## Work to be completed:
Extract the full set of records, then give each one again exactly.

(Items listed in a dataset)
========================
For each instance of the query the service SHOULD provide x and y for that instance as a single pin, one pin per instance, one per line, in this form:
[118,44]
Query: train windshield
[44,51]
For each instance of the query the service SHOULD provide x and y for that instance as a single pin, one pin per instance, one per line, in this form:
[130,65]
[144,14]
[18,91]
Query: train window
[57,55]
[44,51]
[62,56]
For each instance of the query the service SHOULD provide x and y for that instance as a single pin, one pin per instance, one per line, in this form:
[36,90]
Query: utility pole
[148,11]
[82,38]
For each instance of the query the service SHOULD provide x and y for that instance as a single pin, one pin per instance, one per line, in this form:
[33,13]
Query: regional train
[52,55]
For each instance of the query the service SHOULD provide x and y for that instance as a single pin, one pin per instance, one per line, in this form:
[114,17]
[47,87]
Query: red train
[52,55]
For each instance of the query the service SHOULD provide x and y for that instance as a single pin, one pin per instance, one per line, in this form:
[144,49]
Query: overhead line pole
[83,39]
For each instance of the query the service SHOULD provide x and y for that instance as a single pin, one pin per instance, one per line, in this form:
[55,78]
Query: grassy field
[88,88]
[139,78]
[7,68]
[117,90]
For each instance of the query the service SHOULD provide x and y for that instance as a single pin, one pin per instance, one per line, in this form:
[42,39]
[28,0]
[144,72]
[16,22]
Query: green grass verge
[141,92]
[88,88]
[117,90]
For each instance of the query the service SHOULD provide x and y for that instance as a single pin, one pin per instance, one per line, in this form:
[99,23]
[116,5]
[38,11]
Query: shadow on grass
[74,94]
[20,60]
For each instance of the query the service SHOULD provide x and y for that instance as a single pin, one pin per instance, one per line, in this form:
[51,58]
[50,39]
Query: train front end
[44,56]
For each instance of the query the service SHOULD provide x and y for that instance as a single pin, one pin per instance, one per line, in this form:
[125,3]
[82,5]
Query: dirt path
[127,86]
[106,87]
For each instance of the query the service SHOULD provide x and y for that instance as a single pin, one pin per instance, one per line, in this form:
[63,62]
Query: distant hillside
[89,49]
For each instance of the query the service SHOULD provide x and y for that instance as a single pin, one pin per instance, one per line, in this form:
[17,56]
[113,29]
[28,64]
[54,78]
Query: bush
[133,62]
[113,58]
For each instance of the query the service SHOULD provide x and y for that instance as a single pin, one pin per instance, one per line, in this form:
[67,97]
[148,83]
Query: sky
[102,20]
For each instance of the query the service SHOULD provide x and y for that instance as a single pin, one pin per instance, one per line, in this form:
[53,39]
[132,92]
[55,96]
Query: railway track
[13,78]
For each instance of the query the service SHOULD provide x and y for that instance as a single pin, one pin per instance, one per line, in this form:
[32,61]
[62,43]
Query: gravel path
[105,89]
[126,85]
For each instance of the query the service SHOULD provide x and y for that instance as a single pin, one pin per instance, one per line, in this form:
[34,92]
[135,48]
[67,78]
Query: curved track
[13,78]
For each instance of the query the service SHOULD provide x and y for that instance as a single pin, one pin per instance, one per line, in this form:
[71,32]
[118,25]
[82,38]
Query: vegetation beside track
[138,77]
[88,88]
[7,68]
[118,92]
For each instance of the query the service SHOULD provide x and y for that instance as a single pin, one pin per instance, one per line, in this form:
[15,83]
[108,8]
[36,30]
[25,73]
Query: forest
========================
## Exercise response:
For each instance of the query the service SHOULD provide x and y for that instance as a single pin, one pin per instance, one per line, in this form:
[118,44]
Query: train windshield
[44,51]
For each instance of the query the service SHOULD provide x and y for that instance as a single pin, one pin per instance, one per line, in this form:
[130,65]
[144,14]
[18,91]
Query: train window
[57,55]
[44,51]
[62,56]
For each instance of the query the service SHOULD provide x and y for that instance as a single pin, one pin per instance, one per line, in this form:
[36,90]
Query: utility pole
[148,11]
[82,38]
For each instance of the query the service SHOULD provide x and y for that instance as a single pin, one pin per instance, one per line, in this form:
[33,13]
Query: regional train
[52,55]
For each instance of the query the service SHOULD provide x and y for that instance as a single pin, one pin per instance, one per line, in this form:
[114,17]
[47,87]
Query: red train
[52,55]
For each instance of the query the service SHOULD provide x and y for that instance as a single pin, one pin per instance, one per line, in this form:
[144,49]
Query: overhead line pole
[83,39]
For each instance of the query the service SHOULD provide x and y for that instance as a single pin, one pin per instance, one per line, in this form:
[55,78]
Query: grassy field
[88,88]
[139,78]
[7,68]
[117,90]
For each instance of the query the service SHOULD provide x and y for that instance as a single pin, one pin per instance, one per line, in this form:
[42,39]
[28,0]
[144,72]
[16,22]
Query: green grass verge
[141,92]
[88,88]
[117,90]
For each instance of the query the service SHOULD provide x and y for that instance as a single pin, one pin per instance, one per line, in this form:
[99,23]
[116,5]
[38,11]
Query: shadow on grass
[74,94]
[20,60]
For each instance of the query the service SHOULD provide x and y for that instance as a single pin, one pin per instance, one per line, in this form:
[51,58]
[50,39]
Query: train front end
[44,56]
For each instance of the query the service SHOULD provide x and y for that instance as a single pin, one pin per instance, one per line, in this form:
[125,3]
[82,5]
Query: dirt path
[127,86]
[106,87]
For each instance of the query the service SHOULD provide x and y for that instance as a single pin, one pin per instance, one per line, in this form:
[63,62]
Query: distant hillside
[89,49]
For each instance of the query the service SHOULD provide x and y for that instance as a single pin, one pin per instance, one per line, in this form:
[17,56]
[113,29]
[28,64]
[54,78]
Query: bush
[133,62]
[113,58]
For each instance of the query the service SHOULD provide x and y for that instance as a single pin, one pin per instance, one per line, in this form:
[67,97]
[148,83]
Query: sky
[102,20]
For each instance of the query the service SHOULD provide x and y for that instance as a single pin, one pin per instance, one per line, in this form:
[53,39]
[132,92]
[55,96]
Query: railway track
[13,78]
For each instance of the query the service SHOULD provide x and y for that instance as a single pin, one pin per instance, one per line, in this form:
[32,61]
[62,43]
Query: gravel path
[105,89]
[126,85]
For each instance of the query the service SHOULD provide x and y for that instance as a single pin, one pin per instance, one per line, in this form:
[34,92]
[135,48]
[67,78]
Query: curved track
[13,78]
For each instance of the query the service SHOULD provide x and y for that instance as a single pin, one pin per instance, one per line, in this form:
[71,32]
[118,25]
[82,38]
Query: vegetation beside track
[138,77]
[88,88]
[7,68]
[118,92]
For each instance of the query the service SHOULD provide x and y for that instance as a single pin, one pin per instance, one per line, in this form:
[15,83]
[108,8]
[36,30]
[25,73]
Query: forest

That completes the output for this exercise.